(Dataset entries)

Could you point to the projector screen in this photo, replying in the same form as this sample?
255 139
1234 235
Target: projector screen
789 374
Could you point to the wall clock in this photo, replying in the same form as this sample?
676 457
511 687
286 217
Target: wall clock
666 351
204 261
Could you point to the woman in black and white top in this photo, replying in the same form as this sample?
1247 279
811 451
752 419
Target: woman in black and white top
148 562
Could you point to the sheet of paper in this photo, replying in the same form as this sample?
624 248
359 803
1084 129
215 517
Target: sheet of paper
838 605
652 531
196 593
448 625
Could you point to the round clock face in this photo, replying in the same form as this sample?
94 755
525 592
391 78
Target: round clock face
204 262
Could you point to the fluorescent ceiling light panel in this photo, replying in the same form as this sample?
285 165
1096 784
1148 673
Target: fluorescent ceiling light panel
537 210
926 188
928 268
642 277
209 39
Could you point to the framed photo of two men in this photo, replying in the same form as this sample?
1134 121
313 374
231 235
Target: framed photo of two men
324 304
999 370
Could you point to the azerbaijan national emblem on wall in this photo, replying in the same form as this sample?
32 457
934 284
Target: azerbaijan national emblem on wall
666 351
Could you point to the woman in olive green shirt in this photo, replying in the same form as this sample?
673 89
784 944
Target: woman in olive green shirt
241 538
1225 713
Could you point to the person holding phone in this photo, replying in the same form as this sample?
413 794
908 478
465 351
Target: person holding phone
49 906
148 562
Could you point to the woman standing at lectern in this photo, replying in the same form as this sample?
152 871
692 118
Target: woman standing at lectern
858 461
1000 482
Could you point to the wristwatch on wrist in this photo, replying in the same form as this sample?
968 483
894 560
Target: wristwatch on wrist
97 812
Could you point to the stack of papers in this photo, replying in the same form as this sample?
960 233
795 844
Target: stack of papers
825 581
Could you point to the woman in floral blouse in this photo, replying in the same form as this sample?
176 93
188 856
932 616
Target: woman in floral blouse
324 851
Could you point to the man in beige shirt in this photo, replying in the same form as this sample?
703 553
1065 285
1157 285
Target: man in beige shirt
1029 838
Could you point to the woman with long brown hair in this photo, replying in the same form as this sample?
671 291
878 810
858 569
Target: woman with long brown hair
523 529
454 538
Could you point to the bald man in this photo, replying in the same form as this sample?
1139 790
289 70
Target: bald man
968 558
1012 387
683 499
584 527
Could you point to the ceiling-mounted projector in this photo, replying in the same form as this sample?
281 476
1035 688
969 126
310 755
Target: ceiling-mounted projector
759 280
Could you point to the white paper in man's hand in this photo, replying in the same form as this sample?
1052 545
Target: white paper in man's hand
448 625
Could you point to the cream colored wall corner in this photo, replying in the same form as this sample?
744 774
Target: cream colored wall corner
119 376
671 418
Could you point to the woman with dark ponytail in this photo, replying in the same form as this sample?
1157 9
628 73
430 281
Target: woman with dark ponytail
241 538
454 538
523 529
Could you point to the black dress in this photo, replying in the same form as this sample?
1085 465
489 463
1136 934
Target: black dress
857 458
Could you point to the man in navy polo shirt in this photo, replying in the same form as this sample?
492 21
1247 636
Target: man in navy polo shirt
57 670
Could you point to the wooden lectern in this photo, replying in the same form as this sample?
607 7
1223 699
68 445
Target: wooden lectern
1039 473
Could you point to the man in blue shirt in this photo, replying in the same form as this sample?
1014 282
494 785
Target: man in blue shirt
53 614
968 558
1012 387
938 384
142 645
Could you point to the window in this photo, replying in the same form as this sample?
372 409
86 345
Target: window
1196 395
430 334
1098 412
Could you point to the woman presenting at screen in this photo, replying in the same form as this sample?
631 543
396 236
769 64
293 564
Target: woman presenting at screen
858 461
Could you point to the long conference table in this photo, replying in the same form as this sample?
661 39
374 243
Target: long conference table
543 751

→ **WHAT TO WORK ON**
The records need to be reproduced in their entirety, word for word.

→ **RESPONSE BELOW**
Could you point to the projector screen in this photo, replying in the same form as this sample?
255 139
1234 235
Target: projector screen
789 374
Could you point to the wall clock in this photo, replying in the same form as this sample?
676 457
511 687
286 217
Target: wall clock
666 351
204 261
Could you point to the woman in black and white top in this photo, replying in the same form as this sample?
1247 279
811 451
752 419
Target: woman in black and white top
148 562
Could you point to the sheet of paper in this photo, replying in the same form as this sample?
624 248
359 803
1084 129
215 517
Target: sheet of paper
838 605
652 531
196 593
448 625
Could you point to the round clock face in this photo, replying in the same form as this sample?
94 755
525 592
391 78
Target: round clock face
204 262
Could you point to the fluorescent ceiling light panel in this photo, replying in the same form as this sample?
285 165
1096 784
1148 673
Target: fluorescent ceiling light panel
537 210
926 188
928 268
642 277
209 39
Could you point to the framed photo of two men in this photo, replying in the same form as this sample?
1134 121
313 374
231 235
Target: framed photo of two men
324 304
999 370
Could you point to the azerbaijan national emblem on wall in this photo, replying in the same form as this sample?
32 457
934 284
Target: azerbaijan national emblem on wall
666 351
Could you point to the woman in olive green shirt in this photo, replying in the same form as this sample?
673 89
784 944
Target: woman in olive green shirt
241 538
1225 713
Could you point to the person holding phone in this photo, replying in the same form as this sample?
413 794
908 478
465 351
Target: person holding phone
49 906
148 562
Could you point to the woman standing at lectern in this photo, replying in the same form as this sample?
152 871
692 118
Target: woman standing at lectern
858 461
1000 482
Could you point to the wristwatch on wrist in this photo, replying in the same form as this sample?
968 483
894 560
Target: wristwatch on wrist
97 812
Could you point to the stack of papers in this photo, replying in the same form as this sample?
960 233
795 844
Target: stack of papers
825 581
Could you point to the woman in floral blouse in this photo, replying in the same form as this sample?
176 93
188 856
932 616
Target: woman in floral blouse
324 851
Could you point to the man in beige shirt in this photo, replying in the same form as this sample?
703 553
1065 285
1157 285
Target: man in beige shirt
1029 838
Could you point to the woman with long brown hair in this photo, replying in the same form as this sample?
671 291
878 810
858 569
Target: woman with long brown hair
523 529
454 538
Could you point to the bald man in this photo, replying in the same form as this sample?
1139 790
289 70
Target: bald man
968 558
1012 387
683 499
584 527
Could you point to the ceiling-mounted projector in this photo, replying in the same form as this sample?
281 476
1035 688
969 126
310 755
Target: ceiling-mounted projector
759 280
Could you point to the white paper in man's hand in this photo, replying in the same form as this sample?
1052 545
Target: white paper in man's hand
448 625
Could you point to the cream colored wall corner in this photo, replying in the same form as this sample?
744 774
Target: cream colored wall corner
119 376
671 418
Could you point to the woman with dark ponytail in this photo, replying in the same form as this sample?
1157 9
628 73
430 281
Target: woman with dark ponytail
241 538
454 538
523 529
Could you point to the black dress in this photo, replying in the same form as this sample?
1085 465
489 463
1136 934
Target: black dress
857 458
Could you point to the man in navy polo shirt in this photo, replying in the same form as this sample?
492 21
1247 636
Target: man in navy polo shirt
57 670
Could you point to the wooden lectern in this photo, replying in the same form as this sample?
607 7
1223 699
68 445
Target: wooden lectern
1039 473
Could you point to the man in blue shirt in this photo, replying in the same form as this sample?
1014 282
494 785
Target: man in blue shirt
53 614
968 558
1012 387
938 384
142 645
Could you point to the window in this photo, replying in the same form as this sample?
372 409
86 345
Target: window
1196 395
430 334
1098 412
Could you point to the woman presenting at screen in this photo, replying in the same form as this sample?
631 543
396 236
769 64
293 564
Target: woman presenting at screen
858 461
Could you point to the long conference table in this photo, replying in the same form as this sample?
661 39
374 243
Target: long conference table
543 751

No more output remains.